**EXCERPT TO READ:**
----
It is worth noting that in their thirst for spiritually satisfying programmes, seekers have abandoned television and turned to the Internet. 'The Net encompasses many strange things, but those who use it often and understand it well know it has a rich and haunting mystical side', writes Jon Katz, media critic for Wired Magazine. He goes on to say:
Along with pornographers and teenagers, it attracts deeply religious people of countless denominations engaged in extraordinary searches into their own and others' souls. Ascetics, heretics, and true-believers searching for God (or his or her equivalent) flourish in zines, religious and mystical conferences, and on bulletin boards . . .The business of sending and receiving messages has always been a core notion of mysticism and spirituality. Countless millions believe, or want to believe, that there are larger forces at work in the universe. And they want to chat with them.13
Those millions of Internet users might return to watching television if they heard someone had started a truly spiritual television network.
Spiritual television-tricky but achievable
The tricky parts
When we speak of spiritual television, we need to draw a distinction between commercial fluff (miracle cures, near-death experiences, close-encounters with the Almighty) and carefully-crafted, compelling programmes that respect scriptural wisdom and convey the tenets of authentic religious traditions. The Global Network in the UK and The Millennium Television Network based out of Hawaii and Santa Monica, both still in formative stages, seek to achieve a kinder, gentler television that would provide entertainment along with exposure for issues such as human rights, and the contributions of indigenous peoples. This is 'earth-friendly' and a step in the right direction, but different from a spiritual network seeking to communicate scriptural truths in viewer-friendly form.
----
**EXERCISE SET:**
(A) Answer these questions using the passage on spiritual television:
(i) What position does Jon Katz hold?
(ii) Where is The Millennium Television Network based?
(iii) In which country is The Global Network?
(B) Please reproduce word for word the part of the passage on spiritual television that opens with the words containing "Spiritual television-tricky but" and closes with "in viewer-friendly form.".
----
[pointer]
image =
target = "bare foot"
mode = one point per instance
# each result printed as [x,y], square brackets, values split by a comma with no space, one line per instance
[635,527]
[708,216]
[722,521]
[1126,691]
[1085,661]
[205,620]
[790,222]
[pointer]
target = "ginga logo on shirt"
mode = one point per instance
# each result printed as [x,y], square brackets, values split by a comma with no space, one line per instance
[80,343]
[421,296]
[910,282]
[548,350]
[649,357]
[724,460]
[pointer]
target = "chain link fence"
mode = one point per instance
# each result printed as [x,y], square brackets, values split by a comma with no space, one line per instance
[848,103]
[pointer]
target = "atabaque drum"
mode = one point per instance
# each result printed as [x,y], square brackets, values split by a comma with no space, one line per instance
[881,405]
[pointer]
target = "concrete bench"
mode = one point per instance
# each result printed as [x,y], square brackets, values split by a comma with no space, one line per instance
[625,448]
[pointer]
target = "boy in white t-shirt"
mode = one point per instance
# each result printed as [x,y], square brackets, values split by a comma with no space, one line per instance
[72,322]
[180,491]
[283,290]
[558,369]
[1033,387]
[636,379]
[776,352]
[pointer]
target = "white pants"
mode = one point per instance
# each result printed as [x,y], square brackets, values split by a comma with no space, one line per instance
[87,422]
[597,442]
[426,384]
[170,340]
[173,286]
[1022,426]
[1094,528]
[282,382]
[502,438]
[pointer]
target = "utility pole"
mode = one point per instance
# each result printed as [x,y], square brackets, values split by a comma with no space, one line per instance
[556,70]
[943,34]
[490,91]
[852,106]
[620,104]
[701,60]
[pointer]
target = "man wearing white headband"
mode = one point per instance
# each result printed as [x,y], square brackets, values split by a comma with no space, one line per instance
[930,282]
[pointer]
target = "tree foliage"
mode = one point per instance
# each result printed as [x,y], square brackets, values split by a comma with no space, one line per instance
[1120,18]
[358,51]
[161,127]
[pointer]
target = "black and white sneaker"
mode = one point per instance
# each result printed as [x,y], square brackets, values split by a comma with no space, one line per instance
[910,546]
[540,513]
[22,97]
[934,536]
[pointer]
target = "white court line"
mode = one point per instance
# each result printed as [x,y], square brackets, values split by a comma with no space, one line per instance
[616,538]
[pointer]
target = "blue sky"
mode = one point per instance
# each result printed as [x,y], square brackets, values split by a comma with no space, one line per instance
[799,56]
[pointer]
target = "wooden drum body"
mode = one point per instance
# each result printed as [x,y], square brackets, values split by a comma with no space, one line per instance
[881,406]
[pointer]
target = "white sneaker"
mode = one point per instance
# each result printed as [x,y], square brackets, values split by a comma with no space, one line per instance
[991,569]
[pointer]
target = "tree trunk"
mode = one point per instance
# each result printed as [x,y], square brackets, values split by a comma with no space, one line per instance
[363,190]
----
**RESULTS FOR EACH TASK:**
(A)
(i) Media critic for Wired Magazine
(ii) Hawaii and Santa Monica
(iii) The UK

(B)
Spiritual television-tricky but achievable
The tricky parts
When we speak of spiritual television, we need to draw a distinction between commercial fluff (miracle cures, near-death experiences, close-encounters with the Almighty) and carefully-crafted, compelling programmes that respect scriptural wisdom and convey the tenets of authentic religious traditions. The Global Network in the UK and The Millennium Television Network based out of Hawaii and Santa Monica, both still in formative stages, seek to achieve a kinder, gentler television that would provide entertainment along with exposure for issues such as human rights, and the contributions of indigenous peoples. This is 'earth-friendly' and a step in the right direction, but different from a spiritual network seeking to communicate scriptural truths in viewer-friendly form.